Return every line of the listing below unchanged, character for character.

Records supplied start

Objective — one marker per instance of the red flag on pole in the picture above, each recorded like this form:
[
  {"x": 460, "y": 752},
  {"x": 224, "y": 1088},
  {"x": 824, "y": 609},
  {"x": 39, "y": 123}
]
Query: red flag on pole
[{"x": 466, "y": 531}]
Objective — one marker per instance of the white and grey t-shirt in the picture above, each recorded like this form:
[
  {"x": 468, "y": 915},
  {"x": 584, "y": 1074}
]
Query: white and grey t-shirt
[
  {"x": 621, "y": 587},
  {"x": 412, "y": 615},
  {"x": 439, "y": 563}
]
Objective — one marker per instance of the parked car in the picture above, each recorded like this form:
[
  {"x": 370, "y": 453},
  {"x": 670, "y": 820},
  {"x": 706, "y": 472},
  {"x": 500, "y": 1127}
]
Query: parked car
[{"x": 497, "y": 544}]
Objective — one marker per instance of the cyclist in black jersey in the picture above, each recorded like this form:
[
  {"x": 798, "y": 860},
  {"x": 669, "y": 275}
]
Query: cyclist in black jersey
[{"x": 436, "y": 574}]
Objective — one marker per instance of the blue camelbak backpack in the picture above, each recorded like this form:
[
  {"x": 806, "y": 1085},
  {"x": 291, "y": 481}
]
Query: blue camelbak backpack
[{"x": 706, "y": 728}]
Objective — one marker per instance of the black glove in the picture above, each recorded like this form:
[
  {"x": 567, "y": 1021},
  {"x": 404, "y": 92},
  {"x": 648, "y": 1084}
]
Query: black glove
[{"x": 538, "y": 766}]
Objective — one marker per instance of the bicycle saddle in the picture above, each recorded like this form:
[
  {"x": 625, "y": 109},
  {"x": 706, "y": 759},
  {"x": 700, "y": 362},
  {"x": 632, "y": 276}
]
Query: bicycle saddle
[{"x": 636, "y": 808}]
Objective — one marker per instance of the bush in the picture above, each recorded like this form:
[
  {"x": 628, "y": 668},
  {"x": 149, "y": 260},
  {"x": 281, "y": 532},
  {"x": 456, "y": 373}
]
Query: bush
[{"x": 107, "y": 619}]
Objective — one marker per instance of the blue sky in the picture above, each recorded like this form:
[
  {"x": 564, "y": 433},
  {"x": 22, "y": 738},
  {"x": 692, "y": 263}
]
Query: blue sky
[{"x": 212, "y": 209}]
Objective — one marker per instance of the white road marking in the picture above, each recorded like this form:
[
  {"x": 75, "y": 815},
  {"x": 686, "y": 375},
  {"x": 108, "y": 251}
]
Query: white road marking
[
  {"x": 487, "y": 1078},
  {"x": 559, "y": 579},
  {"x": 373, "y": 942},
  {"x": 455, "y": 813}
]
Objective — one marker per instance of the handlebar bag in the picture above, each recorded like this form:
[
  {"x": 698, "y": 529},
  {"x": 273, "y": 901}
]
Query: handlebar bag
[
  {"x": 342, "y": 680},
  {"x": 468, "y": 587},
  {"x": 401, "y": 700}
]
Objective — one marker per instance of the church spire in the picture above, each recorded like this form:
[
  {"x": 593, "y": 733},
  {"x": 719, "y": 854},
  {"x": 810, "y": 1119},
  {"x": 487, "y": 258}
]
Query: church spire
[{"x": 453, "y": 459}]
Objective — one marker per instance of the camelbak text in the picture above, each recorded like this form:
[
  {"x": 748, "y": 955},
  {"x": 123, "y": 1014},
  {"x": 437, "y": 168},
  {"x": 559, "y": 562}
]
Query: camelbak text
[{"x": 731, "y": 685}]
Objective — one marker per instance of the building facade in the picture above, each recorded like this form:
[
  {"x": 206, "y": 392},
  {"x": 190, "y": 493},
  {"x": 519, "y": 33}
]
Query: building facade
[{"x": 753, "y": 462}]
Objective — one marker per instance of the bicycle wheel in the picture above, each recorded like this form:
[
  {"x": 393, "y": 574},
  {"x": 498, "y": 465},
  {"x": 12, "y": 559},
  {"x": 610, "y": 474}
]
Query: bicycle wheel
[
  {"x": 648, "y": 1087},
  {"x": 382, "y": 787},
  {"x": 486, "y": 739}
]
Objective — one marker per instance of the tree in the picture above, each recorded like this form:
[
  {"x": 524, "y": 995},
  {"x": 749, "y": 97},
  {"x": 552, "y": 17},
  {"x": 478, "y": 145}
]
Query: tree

Records supplied end

§ **Correct response**
Objective — one marker per instance of the red flag on pole in the picture above, each recorded like this form:
[
  {"x": 460, "y": 752},
  {"x": 224, "y": 1088},
  {"x": 824, "y": 609},
  {"x": 39, "y": 123}
]
Query: red flag on pole
[{"x": 466, "y": 531}]
Objective — one marker per instance of the white and grey t-shirt in the picture above, each recorded like this form:
[
  {"x": 468, "y": 915},
  {"x": 584, "y": 1074}
]
Query: white and grey t-shirt
[
  {"x": 621, "y": 587},
  {"x": 412, "y": 615},
  {"x": 439, "y": 563}
]
Objective — one marker per instance of the parked car in the picture above, each recorded like this form:
[
  {"x": 370, "y": 453},
  {"x": 670, "y": 820},
  {"x": 706, "y": 472},
  {"x": 500, "y": 1127}
]
Query: parked car
[{"x": 497, "y": 544}]
Objective — one marker per instance of the cyclist in black jersey in the picture above, each recorded like this form:
[
  {"x": 798, "y": 860},
  {"x": 669, "y": 275}
]
Query: cyclist in black jersey
[{"x": 436, "y": 574}]
Objective — one marker per instance of the blue camelbak backpack in the picture above, each recorded like this form:
[
  {"x": 806, "y": 1085},
  {"x": 291, "y": 481}
]
Query: blue camelbak backpack
[{"x": 706, "y": 728}]
Objective — one marker per instance of the black glove in the picture above, each recorded like this form:
[
  {"x": 567, "y": 1021},
  {"x": 404, "y": 92},
  {"x": 648, "y": 1084}
]
Query: black glove
[{"x": 538, "y": 766}]
Objective — one marker per instance of the bicycle saddle in the picture above, each recorded like this form:
[
  {"x": 625, "y": 109},
  {"x": 706, "y": 759},
  {"x": 700, "y": 362},
  {"x": 632, "y": 276}
]
Query: bicycle saddle
[{"x": 636, "y": 808}]
Objective — one marker per instance of the bush in the picture above, each recorded like this form:
[
  {"x": 628, "y": 668},
  {"x": 149, "y": 260},
  {"x": 281, "y": 532},
  {"x": 456, "y": 373}
]
Query: bush
[{"x": 107, "y": 619}]
Objective — one marker per instance of the blue sky in the picture above, each recorded like this form:
[
  {"x": 564, "y": 433},
  {"x": 22, "y": 738},
  {"x": 692, "y": 263}
]
Query: blue sky
[{"x": 212, "y": 209}]
Objective — one marker per instance of the white road marking in the picture above, each recorded like this form:
[
  {"x": 75, "y": 815},
  {"x": 686, "y": 375},
  {"x": 108, "y": 251}
]
Query: white road marking
[
  {"x": 487, "y": 1078},
  {"x": 559, "y": 579},
  {"x": 373, "y": 942},
  {"x": 455, "y": 813}
]
Objective — one marker per instance of the handlebar bag in the picture above, each recorded like this form:
[
  {"x": 698, "y": 529},
  {"x": 273, "y": 901}
]
Query: handlebar bag
[
  {"x": 342, "y": 680},
  {"x": 468, "y": 587},
  {"x": 401, "y": 700}
]
Objective — one marker per instance of the church spire in the picture above, each recorded like this form:
[
  {"x": 593, "y": 733},
  {"x": 719, "y": 854},
  {"x": 810, "y": 1119},
  {"x": 487, "y": 258}
]
Query: church spire
[{"x": 453, "y": 459}]
Objective — one marker per instance of the camelbak text in the picture above, each recorded like this form:
[
  {"x": 748, "y": 955},
  {"x": 123, "y": 1014},
  {"x": 437, "y": 168},
  {"x": 559, "y": 562}
]
Query: camelbak text
[{"x": 731, "y": 685}]
Objective — one marker per instance of the building facade in the picture above, each recorded like this form:
[
  {"x": 206, "y": 392},
  {"x": 190, "y": 493},
  {"x": 519, "y": 33}
]
Query: building facade
[{"x": 753, "y": 462}]
Objective — one marker per instance of the bicycle wheel in the picture above, each recorded like this form:
[
  {"x": 393, "y": 574},
  {"x": 498, "y": 465},
  {"x": 12, "y": 559},
  {"x": 610, "y": 474}
]
Query: bicycle wheel
[
  {"x": 648, "y": 1087},
  {"x": 382, "y": 787},
  {"x": 486, "y": 739}
]
Objective — one marker per instance of the tree in the picture above, each recorded like this form:
[
  {"x": 524, "y": 995},
  {"x": 749, "y": 97},
  {"x": 552, "y": 17},
  {"x": 478, "y": 145}
]
Query: tree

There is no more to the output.